* QUOTED PASSAGE
# Social Security Card/Number



## bhuggett (Aug 31, 2008)

Does anyone have any advice as to how I can obtain a SSN? I am a permanent resident and I have last month received my Green Card, does anyone know that does the SSN automatically come when you have been granted the Green Card or do you have to apply for it seperately. I cannot remember ticking the box that said I wish to have one. Is there anyway of checking whether my SSN is being processed? 
I am at present in the UK waiting to sell my property but should over by the end of January.
Thanks


----------



## twostep (Apr 3, 2008)

Application for a Social Security Card


----------



## gercan (Feb 10, 2008)

bhuggett said:


> Does anyone have any advice as to how I can obtain a SSN? I am a permanent resident and I have last month received my Green Card, does anyone know that does the SSN automatically come when you have been granted the Green Card or do you have to apply for it seperately. I cannot remember ticking the box that said I wish to have one. Is there anyway of checking whether my SSN is being processed?
> I am at present in the UK waiting to sell my property but should over by the end of January.
> Thanks


We are also in the same situation as you waiting to sell our home, but we are in Canada so it was a bit easier to go and apply for our SS number. We did have to go and apply for it in person and the whole process was very quick. It was not automatically generated. Once we applied we received our cards in the mail two weeks later. 

Gercan


----------

* PROVIDED INFORMATION
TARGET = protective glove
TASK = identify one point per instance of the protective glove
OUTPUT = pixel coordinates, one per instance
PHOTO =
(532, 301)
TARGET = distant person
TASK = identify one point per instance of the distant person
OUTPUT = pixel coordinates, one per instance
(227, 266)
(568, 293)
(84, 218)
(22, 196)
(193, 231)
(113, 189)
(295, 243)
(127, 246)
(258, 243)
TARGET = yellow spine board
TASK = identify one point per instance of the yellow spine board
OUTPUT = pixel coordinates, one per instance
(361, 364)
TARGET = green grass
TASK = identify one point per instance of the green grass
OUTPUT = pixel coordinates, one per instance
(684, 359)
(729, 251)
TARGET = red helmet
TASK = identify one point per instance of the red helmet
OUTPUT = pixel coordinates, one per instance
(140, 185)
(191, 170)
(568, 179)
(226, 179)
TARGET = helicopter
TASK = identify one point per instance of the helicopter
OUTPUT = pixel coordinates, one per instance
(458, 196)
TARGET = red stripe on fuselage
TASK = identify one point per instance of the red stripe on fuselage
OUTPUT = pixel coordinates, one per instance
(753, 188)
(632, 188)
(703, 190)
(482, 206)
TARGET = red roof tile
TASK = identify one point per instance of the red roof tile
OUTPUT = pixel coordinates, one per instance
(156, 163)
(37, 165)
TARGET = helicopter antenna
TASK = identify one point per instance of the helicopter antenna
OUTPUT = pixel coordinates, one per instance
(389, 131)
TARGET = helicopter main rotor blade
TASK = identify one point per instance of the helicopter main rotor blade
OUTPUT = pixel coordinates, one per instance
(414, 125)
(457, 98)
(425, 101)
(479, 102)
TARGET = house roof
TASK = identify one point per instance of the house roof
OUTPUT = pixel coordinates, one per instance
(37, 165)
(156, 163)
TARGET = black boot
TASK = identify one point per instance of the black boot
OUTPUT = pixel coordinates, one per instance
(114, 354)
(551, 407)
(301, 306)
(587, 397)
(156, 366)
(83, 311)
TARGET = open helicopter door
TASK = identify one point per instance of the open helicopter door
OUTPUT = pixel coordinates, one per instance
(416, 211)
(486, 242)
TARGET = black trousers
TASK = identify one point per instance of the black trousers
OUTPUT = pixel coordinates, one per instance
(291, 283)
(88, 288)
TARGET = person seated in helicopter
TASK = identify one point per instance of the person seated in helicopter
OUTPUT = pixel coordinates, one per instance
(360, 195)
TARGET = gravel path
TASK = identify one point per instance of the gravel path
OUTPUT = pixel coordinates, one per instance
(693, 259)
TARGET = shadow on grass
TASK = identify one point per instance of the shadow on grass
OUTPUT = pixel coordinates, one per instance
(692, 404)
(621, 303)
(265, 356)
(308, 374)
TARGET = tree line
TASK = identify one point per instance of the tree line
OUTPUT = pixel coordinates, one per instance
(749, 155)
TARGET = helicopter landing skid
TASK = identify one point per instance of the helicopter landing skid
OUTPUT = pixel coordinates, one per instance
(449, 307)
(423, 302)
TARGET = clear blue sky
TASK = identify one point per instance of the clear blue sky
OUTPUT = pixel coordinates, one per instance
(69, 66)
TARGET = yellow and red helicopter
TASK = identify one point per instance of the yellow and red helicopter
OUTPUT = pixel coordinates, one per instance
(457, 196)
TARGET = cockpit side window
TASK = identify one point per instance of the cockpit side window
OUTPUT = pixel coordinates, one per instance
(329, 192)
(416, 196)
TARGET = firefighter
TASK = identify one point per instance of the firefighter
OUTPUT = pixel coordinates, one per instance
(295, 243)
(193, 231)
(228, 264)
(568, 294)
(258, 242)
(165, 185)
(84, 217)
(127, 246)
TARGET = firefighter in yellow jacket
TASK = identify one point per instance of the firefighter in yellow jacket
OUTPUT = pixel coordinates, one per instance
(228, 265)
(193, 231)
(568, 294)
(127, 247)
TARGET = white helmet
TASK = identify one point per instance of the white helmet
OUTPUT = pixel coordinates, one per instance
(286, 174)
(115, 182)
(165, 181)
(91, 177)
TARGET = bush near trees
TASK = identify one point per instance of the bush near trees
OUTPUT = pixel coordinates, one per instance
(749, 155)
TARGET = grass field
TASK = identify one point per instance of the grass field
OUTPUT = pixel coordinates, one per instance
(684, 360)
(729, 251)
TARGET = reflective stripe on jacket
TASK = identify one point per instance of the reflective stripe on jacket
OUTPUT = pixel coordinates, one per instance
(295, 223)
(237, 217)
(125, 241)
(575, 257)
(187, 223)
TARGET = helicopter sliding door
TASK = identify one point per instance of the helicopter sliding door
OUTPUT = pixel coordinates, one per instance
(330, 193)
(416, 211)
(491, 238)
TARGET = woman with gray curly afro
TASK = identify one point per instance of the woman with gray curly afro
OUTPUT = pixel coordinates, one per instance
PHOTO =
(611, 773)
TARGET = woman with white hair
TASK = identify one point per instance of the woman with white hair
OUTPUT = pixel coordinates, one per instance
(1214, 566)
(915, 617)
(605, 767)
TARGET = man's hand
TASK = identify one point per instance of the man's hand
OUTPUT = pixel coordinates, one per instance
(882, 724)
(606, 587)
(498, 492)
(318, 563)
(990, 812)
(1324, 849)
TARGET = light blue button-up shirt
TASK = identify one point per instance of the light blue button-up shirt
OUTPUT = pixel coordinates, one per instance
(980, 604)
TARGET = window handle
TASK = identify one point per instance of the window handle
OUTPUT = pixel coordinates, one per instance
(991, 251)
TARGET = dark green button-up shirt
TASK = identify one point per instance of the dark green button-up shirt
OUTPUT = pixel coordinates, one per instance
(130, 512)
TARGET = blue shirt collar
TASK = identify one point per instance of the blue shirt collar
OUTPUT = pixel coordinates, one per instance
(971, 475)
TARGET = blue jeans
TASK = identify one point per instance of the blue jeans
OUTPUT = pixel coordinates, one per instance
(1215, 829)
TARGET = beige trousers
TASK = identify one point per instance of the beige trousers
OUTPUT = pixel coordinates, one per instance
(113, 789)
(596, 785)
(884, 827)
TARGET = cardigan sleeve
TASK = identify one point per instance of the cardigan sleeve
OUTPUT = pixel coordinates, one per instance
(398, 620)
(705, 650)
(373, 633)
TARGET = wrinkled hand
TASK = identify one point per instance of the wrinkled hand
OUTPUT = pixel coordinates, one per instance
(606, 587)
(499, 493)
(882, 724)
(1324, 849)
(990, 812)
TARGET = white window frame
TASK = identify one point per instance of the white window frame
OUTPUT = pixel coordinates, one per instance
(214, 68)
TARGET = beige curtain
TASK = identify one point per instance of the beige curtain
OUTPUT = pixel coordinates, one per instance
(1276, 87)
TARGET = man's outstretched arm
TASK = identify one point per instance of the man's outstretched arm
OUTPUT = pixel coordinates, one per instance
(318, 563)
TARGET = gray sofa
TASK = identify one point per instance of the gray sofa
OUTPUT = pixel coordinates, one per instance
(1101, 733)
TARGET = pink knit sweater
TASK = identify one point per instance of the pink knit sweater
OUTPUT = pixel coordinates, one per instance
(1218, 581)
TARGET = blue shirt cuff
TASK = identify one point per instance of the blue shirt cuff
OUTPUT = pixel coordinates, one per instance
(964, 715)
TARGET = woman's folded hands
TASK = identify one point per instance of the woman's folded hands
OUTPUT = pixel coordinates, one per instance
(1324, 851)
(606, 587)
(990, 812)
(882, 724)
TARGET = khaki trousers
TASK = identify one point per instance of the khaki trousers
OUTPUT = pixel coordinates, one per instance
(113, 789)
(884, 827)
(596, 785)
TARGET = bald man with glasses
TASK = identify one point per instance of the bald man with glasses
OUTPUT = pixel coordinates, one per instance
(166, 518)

* TO DO
1 > Summarize the forum thread on getting a Social Security number in two sentences.
2 > Lay out as a numbered list the part of the records that opens with the line containing "TARGET = dark green button-up shirt" and closes with the line containing "(1215, 829)", leaving out blank lines.

* COMPLETE ANSWERS
1 > A permanent resident who recently received a Green Card and is still in the UK asks whether a Social Security number comes automatically with the Green Card or must be applied for separately, and whether there is a way to check if it is being processed. One reply points to the application for a Social Security card, and another poster, who is in Canada and also waiting to sell a home, says they had to apply in person, the number was not automatically generated, and the cards arrived in the mail two weeks after they applied.

2 >
1. TARGET = dark green button-up shirt
2. TASK = identify one point per instance of the dark green button-up shirt
3. OUTPUT = pixel coordinates, one per instance
4. (130, 512)
5. TARGET = blue shirt collar
6. TASK = identify one point per instance of the blue shirt collar
7. OUTPUT = pixel coordinates, one per instance
8. (971, 475)
9. TARGET = blue jeans
10. TASK = identify one point per instance of the blue jeans
11. OUTPUT = pixel coordinates, one per instance
12. (1215, 829)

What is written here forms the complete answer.